=== Section Start ===
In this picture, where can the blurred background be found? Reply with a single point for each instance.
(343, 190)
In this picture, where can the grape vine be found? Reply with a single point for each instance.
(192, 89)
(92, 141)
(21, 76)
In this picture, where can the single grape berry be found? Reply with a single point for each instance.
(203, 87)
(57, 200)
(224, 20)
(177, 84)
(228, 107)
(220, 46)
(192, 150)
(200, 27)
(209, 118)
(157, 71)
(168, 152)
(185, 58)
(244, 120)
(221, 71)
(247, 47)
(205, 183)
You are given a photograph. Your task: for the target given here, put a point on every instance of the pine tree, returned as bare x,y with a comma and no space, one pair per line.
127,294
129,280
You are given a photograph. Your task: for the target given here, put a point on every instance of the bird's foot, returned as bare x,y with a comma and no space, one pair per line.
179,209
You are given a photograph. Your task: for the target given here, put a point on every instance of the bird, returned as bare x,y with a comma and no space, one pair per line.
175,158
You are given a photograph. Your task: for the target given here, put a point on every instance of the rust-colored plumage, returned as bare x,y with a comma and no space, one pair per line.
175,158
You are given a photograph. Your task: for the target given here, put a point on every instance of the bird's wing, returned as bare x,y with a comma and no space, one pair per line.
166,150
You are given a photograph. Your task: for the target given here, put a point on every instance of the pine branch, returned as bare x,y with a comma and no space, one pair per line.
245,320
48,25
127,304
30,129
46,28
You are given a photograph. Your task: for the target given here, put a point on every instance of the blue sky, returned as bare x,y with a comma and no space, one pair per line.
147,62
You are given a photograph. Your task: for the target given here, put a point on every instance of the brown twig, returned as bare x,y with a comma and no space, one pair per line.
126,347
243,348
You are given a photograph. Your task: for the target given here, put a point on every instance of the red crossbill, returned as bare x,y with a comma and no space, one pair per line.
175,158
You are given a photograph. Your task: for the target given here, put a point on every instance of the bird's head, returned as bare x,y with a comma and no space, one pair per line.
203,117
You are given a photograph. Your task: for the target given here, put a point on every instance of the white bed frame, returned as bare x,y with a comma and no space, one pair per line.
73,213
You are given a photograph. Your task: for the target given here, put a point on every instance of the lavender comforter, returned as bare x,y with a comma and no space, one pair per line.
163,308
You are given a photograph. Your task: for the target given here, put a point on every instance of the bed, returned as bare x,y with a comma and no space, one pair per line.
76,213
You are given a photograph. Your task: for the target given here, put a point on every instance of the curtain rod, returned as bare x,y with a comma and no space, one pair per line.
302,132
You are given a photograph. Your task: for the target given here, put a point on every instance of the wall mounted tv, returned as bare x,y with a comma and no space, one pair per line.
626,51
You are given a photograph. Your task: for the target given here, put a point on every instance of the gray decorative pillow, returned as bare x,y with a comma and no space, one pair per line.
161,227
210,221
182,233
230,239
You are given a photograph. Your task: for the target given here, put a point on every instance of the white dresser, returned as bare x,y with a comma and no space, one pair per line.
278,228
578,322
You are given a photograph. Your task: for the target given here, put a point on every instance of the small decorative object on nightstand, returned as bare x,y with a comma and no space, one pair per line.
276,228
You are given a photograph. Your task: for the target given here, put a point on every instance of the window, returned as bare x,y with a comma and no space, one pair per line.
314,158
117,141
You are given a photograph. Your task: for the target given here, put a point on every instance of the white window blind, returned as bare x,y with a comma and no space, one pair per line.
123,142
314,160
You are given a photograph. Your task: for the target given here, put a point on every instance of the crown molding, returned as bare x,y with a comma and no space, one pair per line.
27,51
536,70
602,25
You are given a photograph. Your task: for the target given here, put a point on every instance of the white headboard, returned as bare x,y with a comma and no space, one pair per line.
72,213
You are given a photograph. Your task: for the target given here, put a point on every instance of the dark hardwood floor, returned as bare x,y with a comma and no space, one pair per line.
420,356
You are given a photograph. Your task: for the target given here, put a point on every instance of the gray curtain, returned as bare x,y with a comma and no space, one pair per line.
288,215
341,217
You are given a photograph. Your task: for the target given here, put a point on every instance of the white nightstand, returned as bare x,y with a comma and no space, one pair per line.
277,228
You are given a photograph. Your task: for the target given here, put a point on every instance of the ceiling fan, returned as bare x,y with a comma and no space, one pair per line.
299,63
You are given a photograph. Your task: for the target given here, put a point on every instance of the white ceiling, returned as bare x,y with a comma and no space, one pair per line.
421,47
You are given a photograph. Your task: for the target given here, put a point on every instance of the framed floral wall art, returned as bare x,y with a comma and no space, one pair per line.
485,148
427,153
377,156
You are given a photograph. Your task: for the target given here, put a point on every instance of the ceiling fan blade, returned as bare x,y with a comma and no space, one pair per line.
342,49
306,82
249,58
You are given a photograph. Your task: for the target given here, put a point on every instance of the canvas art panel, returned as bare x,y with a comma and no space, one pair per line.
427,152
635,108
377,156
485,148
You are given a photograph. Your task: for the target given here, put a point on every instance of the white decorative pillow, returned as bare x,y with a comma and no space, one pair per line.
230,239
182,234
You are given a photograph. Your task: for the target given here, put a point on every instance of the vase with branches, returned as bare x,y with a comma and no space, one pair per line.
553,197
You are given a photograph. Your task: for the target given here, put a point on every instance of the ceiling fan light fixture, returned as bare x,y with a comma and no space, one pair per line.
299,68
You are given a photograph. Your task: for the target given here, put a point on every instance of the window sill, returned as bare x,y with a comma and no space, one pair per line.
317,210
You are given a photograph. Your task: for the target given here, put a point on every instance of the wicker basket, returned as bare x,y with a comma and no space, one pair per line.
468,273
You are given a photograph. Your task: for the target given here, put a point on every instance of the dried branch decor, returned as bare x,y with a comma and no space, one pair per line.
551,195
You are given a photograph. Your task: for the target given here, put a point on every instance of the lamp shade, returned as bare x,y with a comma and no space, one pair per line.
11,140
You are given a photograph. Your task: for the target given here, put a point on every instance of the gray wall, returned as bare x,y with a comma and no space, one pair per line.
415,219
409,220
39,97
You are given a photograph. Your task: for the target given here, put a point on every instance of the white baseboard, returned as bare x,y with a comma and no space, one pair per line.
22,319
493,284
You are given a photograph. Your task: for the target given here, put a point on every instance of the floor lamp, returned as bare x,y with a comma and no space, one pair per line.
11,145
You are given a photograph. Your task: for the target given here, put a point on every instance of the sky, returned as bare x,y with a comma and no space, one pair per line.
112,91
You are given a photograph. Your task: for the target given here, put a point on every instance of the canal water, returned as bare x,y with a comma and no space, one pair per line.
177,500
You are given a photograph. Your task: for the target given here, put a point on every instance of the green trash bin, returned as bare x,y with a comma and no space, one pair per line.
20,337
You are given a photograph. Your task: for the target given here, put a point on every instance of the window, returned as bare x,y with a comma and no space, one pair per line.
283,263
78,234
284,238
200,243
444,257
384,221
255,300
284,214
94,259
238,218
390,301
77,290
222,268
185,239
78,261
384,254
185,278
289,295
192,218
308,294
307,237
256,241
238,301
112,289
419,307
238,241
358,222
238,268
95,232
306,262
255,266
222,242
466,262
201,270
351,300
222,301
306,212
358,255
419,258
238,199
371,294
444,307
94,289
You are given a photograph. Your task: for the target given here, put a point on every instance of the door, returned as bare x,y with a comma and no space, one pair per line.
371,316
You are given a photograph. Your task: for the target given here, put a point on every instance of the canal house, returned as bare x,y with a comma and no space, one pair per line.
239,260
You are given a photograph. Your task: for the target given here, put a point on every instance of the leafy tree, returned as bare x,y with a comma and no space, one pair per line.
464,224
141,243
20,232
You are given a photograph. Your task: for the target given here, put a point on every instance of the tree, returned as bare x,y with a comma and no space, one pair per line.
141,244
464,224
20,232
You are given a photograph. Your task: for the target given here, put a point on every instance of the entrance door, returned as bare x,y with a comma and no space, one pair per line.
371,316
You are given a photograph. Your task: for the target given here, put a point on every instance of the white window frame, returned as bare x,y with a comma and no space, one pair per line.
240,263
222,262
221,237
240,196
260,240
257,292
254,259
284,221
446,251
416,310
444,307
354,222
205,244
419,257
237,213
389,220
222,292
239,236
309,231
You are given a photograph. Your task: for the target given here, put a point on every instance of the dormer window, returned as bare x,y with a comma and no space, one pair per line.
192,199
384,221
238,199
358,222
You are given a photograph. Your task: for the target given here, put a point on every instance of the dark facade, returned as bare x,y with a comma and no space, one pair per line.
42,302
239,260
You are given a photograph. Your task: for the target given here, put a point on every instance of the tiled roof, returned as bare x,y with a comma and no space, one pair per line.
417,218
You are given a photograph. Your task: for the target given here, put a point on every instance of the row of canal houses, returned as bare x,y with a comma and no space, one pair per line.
=== Section End ===
Work to complete ::
Everything from the line containing "of the dormer" through the end of the entries above should be retyped exactly, and nothing else.

Finished task ::
You are given a photograph. Your task: for the target given here, put a point on every instance of the dormer window, returned as bare x,y with a comma and no space, one pair per line.
192,199
384,221
238,199
358,222
You are given a photograph. Your task: for the target given here, put a point on every instance of the dark facade, returned as bare x,y with a comma and no space, one pair per line.
42,302
239,260
You are given a photograph. Your task: for the target given here, put a point on every instance of the tiled roof, returned as bare x,y with a comma and no space, one pair per line.
417,218
You are given a photograph. Your task: for the target given here, put a point on every instance of the row of canal houses, returned as bare x,y with a comma and no space, one pair per line.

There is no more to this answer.